*Exercise requirements*. Please report each line below that contains the word "rubber", copying every such line in full.

*Task material*.
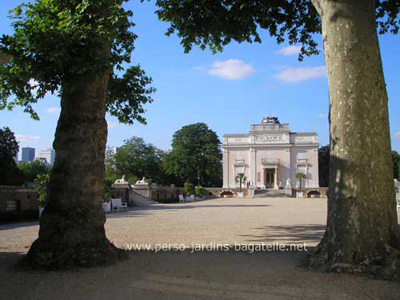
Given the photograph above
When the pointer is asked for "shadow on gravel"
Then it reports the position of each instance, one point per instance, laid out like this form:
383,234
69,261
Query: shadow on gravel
17,224
298,233
198,275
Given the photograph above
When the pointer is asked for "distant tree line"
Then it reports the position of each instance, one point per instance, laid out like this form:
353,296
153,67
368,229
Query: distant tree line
324,158
195,158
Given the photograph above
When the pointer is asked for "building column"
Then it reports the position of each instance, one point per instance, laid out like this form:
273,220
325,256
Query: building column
225,165
253,167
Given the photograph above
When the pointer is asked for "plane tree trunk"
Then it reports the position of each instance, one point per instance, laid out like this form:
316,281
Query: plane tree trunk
72,225
362,233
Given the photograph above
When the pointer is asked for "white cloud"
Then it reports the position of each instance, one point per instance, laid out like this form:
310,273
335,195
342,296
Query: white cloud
301,74
396,136
200,68
114,125
35,86
26,138
289,51
231,69
321,116
53,110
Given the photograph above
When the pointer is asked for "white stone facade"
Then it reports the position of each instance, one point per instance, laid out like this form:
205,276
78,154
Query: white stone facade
270,155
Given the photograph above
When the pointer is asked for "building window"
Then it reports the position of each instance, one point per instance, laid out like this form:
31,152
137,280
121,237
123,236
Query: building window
12,205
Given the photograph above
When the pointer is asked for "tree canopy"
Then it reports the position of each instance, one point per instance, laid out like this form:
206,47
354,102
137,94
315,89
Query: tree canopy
9,174
8,148
195,156
56,43
214,24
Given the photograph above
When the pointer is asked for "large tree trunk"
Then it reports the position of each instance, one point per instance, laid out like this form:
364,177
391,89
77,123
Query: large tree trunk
362,232
72,225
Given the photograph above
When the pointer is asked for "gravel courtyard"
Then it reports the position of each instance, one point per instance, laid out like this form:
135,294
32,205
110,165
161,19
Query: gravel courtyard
201,274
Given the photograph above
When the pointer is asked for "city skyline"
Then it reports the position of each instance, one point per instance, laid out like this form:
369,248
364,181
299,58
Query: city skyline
227,91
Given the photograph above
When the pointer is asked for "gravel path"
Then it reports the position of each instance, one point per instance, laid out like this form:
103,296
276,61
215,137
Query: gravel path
201,274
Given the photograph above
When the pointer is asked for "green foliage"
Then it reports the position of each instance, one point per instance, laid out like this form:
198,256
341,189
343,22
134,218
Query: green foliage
8,148
31,170
300,176
41,183
9,173
195,155
214,24
241,179
188,189
199,191
323,165
107,189
56,43
136,159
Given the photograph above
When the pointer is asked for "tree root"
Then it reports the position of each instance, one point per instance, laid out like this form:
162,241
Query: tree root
378,267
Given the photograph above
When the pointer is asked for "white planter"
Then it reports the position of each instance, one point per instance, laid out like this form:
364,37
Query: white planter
107,207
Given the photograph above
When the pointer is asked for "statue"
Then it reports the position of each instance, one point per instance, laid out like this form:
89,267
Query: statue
121,181
143,181
288,185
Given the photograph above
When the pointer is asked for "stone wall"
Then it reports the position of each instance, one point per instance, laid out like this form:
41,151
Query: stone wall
18,202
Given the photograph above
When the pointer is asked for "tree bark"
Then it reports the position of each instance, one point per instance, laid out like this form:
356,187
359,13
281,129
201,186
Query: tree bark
72,225
362,232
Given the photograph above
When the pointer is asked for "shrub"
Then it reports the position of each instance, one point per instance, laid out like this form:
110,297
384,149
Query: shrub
41,183
188,189
199,191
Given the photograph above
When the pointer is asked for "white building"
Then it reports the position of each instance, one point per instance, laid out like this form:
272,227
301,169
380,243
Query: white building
270,155
48,154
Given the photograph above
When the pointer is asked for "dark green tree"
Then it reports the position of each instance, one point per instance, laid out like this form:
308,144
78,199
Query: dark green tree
362,232
323,165
77,49
138,159
195,156
396,164
9,147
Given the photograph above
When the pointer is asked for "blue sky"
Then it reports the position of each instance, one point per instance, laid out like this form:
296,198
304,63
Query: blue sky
228,91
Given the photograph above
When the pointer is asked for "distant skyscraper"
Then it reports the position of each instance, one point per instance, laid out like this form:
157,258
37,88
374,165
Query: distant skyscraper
48,154
28,154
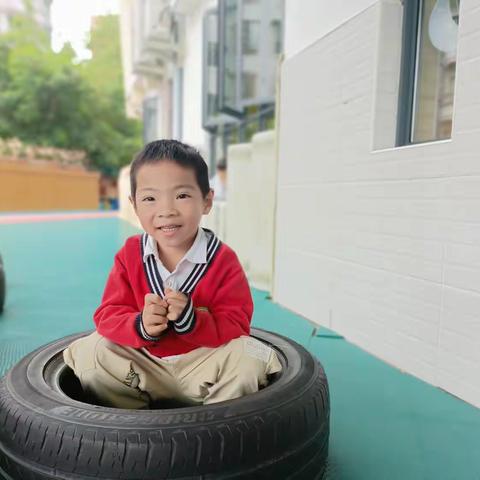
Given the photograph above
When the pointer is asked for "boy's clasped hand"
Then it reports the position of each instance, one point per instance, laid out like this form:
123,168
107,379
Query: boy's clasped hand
158,311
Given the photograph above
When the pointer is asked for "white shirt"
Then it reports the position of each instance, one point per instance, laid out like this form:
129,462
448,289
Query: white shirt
196,254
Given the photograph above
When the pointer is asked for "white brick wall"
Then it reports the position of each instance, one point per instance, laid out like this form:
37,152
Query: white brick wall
382,246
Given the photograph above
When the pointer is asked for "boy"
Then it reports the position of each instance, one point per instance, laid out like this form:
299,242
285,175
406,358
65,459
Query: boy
175,315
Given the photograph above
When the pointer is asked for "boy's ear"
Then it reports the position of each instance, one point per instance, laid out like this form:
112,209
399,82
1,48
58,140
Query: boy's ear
132,202
208,202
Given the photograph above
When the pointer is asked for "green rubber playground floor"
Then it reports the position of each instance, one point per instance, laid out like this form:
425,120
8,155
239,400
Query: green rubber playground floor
385,425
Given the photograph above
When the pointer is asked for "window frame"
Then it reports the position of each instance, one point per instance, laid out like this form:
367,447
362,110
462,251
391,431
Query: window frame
408,69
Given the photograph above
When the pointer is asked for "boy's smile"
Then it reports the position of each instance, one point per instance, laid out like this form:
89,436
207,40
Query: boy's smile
170,205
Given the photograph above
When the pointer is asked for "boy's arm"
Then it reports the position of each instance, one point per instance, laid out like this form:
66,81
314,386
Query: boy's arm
227,317
117,316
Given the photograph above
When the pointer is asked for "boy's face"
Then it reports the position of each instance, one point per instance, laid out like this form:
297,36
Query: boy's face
170,204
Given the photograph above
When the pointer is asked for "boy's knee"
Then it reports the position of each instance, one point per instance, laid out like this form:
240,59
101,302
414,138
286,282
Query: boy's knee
82,354
254,356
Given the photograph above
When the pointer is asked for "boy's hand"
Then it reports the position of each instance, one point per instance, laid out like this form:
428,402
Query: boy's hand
177,301
154,315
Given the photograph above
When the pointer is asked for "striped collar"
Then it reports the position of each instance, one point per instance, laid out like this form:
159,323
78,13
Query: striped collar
197,253
154,278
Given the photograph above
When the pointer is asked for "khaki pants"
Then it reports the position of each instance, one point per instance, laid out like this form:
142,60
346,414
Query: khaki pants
126,377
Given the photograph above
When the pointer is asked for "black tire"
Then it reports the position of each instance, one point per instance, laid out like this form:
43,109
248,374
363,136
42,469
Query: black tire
280,432
2,285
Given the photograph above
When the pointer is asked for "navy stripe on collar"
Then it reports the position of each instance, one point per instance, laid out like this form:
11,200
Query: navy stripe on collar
154,278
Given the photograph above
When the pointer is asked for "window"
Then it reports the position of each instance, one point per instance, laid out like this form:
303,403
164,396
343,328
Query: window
211,115
428,70
250,41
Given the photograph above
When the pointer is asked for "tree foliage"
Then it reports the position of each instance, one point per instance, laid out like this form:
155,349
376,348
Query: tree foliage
46,99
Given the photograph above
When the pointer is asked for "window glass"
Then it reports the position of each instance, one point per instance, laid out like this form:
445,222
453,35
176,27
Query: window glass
435,70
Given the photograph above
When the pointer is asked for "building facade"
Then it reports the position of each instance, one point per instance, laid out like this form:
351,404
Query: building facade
378,170
178,80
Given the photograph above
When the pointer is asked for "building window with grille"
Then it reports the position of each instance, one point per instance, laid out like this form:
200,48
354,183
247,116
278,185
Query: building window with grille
429,59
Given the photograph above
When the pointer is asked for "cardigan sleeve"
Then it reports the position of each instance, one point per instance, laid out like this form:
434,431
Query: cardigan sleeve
226,317
118,315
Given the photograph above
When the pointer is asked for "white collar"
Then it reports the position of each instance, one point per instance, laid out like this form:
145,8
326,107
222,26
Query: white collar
197,253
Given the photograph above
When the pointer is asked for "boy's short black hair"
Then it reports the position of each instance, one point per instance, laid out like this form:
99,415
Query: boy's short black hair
170,150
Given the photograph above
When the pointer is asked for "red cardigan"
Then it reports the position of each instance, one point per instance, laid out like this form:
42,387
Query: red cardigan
220,304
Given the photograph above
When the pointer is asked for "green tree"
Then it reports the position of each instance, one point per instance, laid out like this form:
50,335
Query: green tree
46,99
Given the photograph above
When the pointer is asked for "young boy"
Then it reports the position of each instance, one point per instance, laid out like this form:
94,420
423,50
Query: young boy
175,315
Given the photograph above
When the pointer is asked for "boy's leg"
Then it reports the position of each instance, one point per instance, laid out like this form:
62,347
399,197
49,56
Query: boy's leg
230,371
119,376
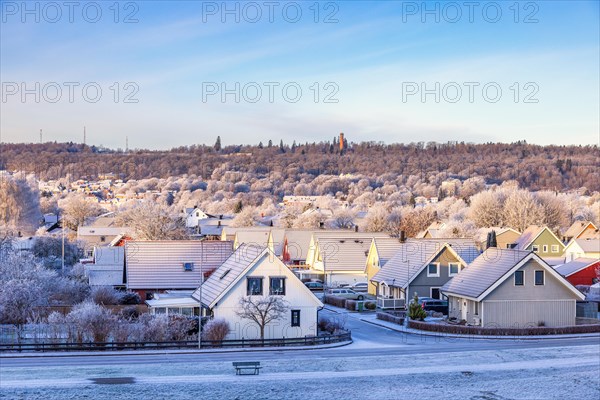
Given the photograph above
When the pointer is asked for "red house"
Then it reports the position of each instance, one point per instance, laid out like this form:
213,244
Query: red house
581,271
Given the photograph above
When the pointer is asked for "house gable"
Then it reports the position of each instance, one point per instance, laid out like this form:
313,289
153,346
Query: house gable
555,286
265,266
445,256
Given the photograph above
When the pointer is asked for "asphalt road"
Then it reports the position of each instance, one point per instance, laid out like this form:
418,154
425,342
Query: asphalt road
369,340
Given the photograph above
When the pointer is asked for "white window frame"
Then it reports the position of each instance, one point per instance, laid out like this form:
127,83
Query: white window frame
543,277
450,273
515,278
437,274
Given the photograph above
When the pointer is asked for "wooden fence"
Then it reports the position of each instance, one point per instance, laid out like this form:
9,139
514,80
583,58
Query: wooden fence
242,343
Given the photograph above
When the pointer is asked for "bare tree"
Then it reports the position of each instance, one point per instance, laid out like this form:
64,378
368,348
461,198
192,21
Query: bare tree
262,310
77,209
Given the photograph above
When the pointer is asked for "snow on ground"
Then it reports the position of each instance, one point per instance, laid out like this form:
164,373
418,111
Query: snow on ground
551,373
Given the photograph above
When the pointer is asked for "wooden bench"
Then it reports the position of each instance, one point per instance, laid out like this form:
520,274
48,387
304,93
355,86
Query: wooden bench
252,366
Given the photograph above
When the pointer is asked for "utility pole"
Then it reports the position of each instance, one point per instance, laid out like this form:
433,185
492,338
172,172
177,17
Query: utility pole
200,316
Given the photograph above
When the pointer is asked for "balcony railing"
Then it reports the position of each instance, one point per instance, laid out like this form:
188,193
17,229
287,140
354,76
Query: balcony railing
389,303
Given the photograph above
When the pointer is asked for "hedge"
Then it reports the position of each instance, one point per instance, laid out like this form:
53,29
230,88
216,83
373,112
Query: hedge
529,331
396,319
334,300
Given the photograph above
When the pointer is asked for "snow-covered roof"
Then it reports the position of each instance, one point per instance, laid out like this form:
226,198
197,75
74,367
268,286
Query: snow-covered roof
466,248
575,266
530,235
485,271
409,261
187,301
298,243
105,277
386,248
345,251
577,227
159,264
589,245
228,273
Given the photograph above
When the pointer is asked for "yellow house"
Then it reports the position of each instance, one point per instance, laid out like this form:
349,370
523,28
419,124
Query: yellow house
380,251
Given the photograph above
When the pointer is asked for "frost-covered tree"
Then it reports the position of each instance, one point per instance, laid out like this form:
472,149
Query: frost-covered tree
151,221
377,219
247,217
487,208
521,210
262,310
91,322
342,219
77,209
19,205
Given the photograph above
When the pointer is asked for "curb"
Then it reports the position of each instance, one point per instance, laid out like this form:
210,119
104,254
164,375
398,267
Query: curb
481,337
167,351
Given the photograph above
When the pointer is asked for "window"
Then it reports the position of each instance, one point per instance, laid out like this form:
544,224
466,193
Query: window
254,287
277,286
225,274
433,269
454,268
539,278
295,317
519,279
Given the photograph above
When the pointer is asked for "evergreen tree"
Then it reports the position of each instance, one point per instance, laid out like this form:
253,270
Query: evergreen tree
415,310
237,208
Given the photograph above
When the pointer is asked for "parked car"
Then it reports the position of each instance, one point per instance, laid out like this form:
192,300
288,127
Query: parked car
435,305
316,286
360,287
346,293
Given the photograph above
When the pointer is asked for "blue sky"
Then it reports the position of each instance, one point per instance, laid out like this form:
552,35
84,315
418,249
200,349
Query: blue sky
542,56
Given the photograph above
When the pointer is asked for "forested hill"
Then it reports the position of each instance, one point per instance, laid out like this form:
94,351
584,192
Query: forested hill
534,167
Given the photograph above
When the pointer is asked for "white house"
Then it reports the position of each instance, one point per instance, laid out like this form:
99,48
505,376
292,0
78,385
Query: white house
255,272
193,216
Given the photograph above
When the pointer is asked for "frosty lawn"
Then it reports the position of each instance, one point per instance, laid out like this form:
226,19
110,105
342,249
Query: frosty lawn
561,372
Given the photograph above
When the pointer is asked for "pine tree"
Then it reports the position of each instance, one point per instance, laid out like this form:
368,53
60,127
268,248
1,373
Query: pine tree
415,310
237,208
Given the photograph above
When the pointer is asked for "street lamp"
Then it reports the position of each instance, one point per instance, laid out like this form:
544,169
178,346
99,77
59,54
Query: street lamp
200,310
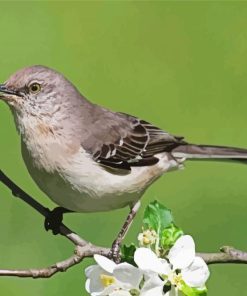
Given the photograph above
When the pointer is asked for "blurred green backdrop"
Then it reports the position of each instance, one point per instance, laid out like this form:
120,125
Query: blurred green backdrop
180,65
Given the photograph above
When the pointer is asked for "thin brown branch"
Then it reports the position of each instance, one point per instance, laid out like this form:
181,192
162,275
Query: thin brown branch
226,255
84,249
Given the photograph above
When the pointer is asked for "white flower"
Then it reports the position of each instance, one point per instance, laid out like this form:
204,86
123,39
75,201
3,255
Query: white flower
183,267
109,278
147,237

*Exercise result*.
When the pointer is asked for "green rubber playground floor"
Query: green rubber playground floor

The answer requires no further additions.